Omit the images, then output each of the records below exactly.
══ Records for the task ══
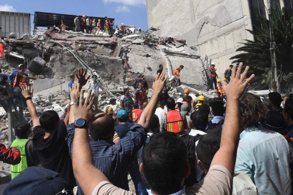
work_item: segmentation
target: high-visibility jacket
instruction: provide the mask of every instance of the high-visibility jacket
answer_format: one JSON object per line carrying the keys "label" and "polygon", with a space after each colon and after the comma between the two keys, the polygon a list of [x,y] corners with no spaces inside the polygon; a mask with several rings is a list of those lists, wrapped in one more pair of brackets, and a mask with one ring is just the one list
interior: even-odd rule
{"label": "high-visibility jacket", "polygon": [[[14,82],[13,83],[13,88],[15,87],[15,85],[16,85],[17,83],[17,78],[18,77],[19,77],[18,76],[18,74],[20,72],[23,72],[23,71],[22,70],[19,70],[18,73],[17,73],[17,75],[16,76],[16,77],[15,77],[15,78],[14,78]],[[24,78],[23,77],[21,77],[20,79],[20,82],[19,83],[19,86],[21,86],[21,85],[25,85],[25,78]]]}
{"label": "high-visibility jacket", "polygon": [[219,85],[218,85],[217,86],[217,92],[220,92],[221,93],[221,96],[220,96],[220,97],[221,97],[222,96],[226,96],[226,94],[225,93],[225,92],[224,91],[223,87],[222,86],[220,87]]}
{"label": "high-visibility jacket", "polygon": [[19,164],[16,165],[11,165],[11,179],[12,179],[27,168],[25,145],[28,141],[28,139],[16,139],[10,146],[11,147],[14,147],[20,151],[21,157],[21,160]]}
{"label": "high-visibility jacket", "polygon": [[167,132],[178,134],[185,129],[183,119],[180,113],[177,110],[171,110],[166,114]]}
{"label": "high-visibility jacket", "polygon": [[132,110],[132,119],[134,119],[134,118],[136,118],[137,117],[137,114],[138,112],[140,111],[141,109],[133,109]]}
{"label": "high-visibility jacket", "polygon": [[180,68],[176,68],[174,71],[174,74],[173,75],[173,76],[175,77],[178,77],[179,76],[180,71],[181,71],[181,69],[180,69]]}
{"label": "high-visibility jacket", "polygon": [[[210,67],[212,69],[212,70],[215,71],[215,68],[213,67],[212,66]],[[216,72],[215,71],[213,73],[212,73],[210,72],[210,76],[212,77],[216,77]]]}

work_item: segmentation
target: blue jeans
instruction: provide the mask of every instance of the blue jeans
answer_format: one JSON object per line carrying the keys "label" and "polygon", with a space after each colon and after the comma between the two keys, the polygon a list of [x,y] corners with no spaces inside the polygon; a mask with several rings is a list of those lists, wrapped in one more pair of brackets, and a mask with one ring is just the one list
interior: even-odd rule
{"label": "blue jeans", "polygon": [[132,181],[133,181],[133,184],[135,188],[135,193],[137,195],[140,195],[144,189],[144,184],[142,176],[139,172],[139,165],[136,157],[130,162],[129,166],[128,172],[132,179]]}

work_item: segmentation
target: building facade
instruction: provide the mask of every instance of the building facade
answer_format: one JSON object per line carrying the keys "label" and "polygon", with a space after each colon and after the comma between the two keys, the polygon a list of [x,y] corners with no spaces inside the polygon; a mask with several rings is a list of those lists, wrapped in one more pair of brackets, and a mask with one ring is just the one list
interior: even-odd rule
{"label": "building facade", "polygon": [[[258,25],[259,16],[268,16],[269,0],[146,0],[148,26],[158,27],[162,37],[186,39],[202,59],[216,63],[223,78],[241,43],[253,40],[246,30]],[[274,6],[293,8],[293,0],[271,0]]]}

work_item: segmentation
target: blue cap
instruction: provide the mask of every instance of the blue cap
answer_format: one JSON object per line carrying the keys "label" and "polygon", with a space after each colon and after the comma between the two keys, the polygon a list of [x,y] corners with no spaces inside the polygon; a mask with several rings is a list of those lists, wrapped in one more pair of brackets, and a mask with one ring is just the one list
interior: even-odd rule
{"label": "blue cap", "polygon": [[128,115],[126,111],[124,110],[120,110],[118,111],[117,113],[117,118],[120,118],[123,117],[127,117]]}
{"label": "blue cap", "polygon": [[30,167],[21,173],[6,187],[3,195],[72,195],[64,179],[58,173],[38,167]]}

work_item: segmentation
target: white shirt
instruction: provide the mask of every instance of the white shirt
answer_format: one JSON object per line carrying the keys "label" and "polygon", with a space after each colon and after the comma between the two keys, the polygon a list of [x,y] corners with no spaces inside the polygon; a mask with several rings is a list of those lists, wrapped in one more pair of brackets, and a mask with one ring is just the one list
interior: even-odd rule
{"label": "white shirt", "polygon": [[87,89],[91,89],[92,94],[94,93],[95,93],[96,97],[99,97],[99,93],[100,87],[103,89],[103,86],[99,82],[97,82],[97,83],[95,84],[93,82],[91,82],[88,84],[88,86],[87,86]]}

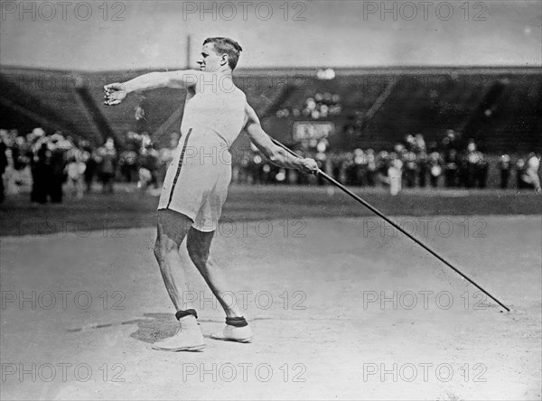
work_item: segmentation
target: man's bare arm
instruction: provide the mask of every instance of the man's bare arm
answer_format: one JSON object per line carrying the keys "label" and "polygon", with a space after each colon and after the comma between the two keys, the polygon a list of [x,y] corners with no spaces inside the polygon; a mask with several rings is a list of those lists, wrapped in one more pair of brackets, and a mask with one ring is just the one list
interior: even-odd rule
═══
### [Answer to this exercise]
work_item: segmentation
target: high-visibility jacket
instruction: provide the mask of every instance of the high-visibility jacket
answer_format: one JSON object per line carrying the keys "label" and "polygon", with a space after each colon and after the comma between the two keys, the polygon a list of [x,y] corners with no spaces inside the polygon; a mask with several rings is a list of those lists, wrapped in one more pair of brackets, and a mask with one ring is just the one list
interior: even-odd rule
{"label": "high-visibility jacket", "polygon": [[[14,82],[13,83],[13,88],[15,87],[15,85],[16,85],[17,83],[17,78],[18,77],[19,77],[18,76],[18,74],[20,72],[23,72],[23,71],[22,70],[19,70],[18,73],[17,73],[17,75],[16,76],[16,77],[15,77],[15,78],[14,78]],[[24,78],[23,77],[21,77],[20,79],[20,82],[19,83],[19,86],[21,86],[21,85],[25,85],[25,78]]]}
{"label": "high-visibility jacket", "polygon": [[219,85],[218,85],[217,86],[217,92],[220,92],[221,93],[221,96],[220,96],[220,97],[221,97],[222,96],[226,96],[226,94],[225,93],[225,92],[224,91],[223,87],[222,86],[220,87]]}
{"label": "high-visibility jacket", "polygon": [[19,164],[16,165],[11,165],[11,179],[12,179],[27,168],[25,145],[28,141],[28,139],[16,139],[10,146],[11,147],[14,147],[20,151],[21,157],[21,160]]}
{"label": "high-visibility jacket", "polygon": [[167,132],[178,134],[185,129],[183,119],[180,113],[177,110],[171,110],[166,114]]}
{"label": "high-visibility jacket", "polygon": [[132,110],[132,119],[134,119],[134,118],[136,118],[137,117],[137,114],[138,112],[140,111],[141,109],[133,109]]}
{"label": "high-visibility jacket", "polygon": [[180,68],[176,68],[174,71],[174,74],[173,75],[173,76],[175,77],[178,77],[179,76],[180,71],[181,71],[181,69],[180,69]]}
{"label": "high-visibility jacket", "polygon": [[[210,67],[212,69],[212,70],[215,71],[215,68],[213,67],[212,66]],[[216,72],[215,71],[213,73],[212,73],[210,72],[210,76],[212,77],[216,77]]]}

work_item: segmentation
target: blue jeans
instruction: provide the mask of every instance of the blue jeans
answer_format: one JSON object per line carrying the keys "label" and "polygon", with a space after each colon and after the comma between the two keys, the polygon a list of [x,y] corners with no spaces inside the polygon; a mask with several rings is a list of those lists, wrapped in one more pair of brackets, and a mask with one ring is just the one list
interior: even-odd rule
{"label": "blue jeans", "polygon": [[132,181],[133,181],[133,184],[135,188],[135,193],[137,195],[140,195],[144,189],[144,184],[142,176],[139,172],[139,165],[136,157],[130,162],[129,166],[128,172],[132,179]]}

work_item: segmentation
target: building facade
instruction: provide the mask of every instance of the building facade
answer_format: one JSON object per line carrying the keys "label" and "polygon", with a space after each colon and after the comma between the two keys, the polygon a list of [x,y] corners with no spaces inside the polygon; a mask with several rings is a list of those lists, wrapped in one more pair of brackets, and a mask with one ring is just the one list
interior: even-odd rule
{"label": "building facade", "polygon": [[[258,25],[259,16],[268,16],[269,0],[146,0],[148,26],[158,27],[162,37],[186,39],[202,59],[216,63],[223,78],[241,43],[253,40],[246,30]],[[274,6],[293,8],[293,0],[271,0]]]}

work_item: segmentation
target: blue cap
instruction: provide the mask of every instance of the blue cap
answer_format: one JSON object per line carrying the keys "label" and "polygon", with a space after each colon and after the comma between the two keys, the polygon a list of [x,y] corners with no spaces inside the polygon; a mask with several rings is a list of those lists, wrapped in one more pair of brackets, and a mask with one ring is just the one list
interior: even-odd rule
{"label": "blue cap", "polygon": [[128,115],[126,111],[124,110],[120,110],[118,111],[117,113],[117,118],[120,118],[123,117],[127,117]]}
{"label": "blue cap", "polygon": [[30,167],[21,173],[6,187],[3,195],[72,195],[64,179],[58,173],[38,167]]}

work_item: segmentation
target: white shirt
instruction: provide the mask of every instance of the white shirt
answer_format: one JSON object per line carrying the keys "label" and "polygon", with a space after each colon and after the comma between the two keys, the polygon a list of [x,y] corners with no spaces inside the polygon; a mask with several rings is a list of those lists, wrapped in one more pair of brackets, and a mask with one ring is just the one list
interior: even-odd rule
{"label": "white shirt", "polygon": [[87,89],[91,89],[92,94],[94,93],[95,93],[96,97],[99,97],[99,93],[100,87],[103,89],[103,86],[99,82],[97,82],[97,83],[95,84],[93,82],[91,82],[88,84],[88,86],[87,86]]}

work_item: segmentation
target: man's bare arm
instruction: provide the mask of every instance of the man's bare arm
answer_format: one JSON object per line carrying the keys "label" and "polygon", with a space after each colon and after the comma between the two keys, the polygon a list of [x,y] corners with no spaces inside the polygon; a mask with several rings is a list of those lists, wrapped in one more pair of brackets, and a mask with one ring is just the one list
interior: even-odd rule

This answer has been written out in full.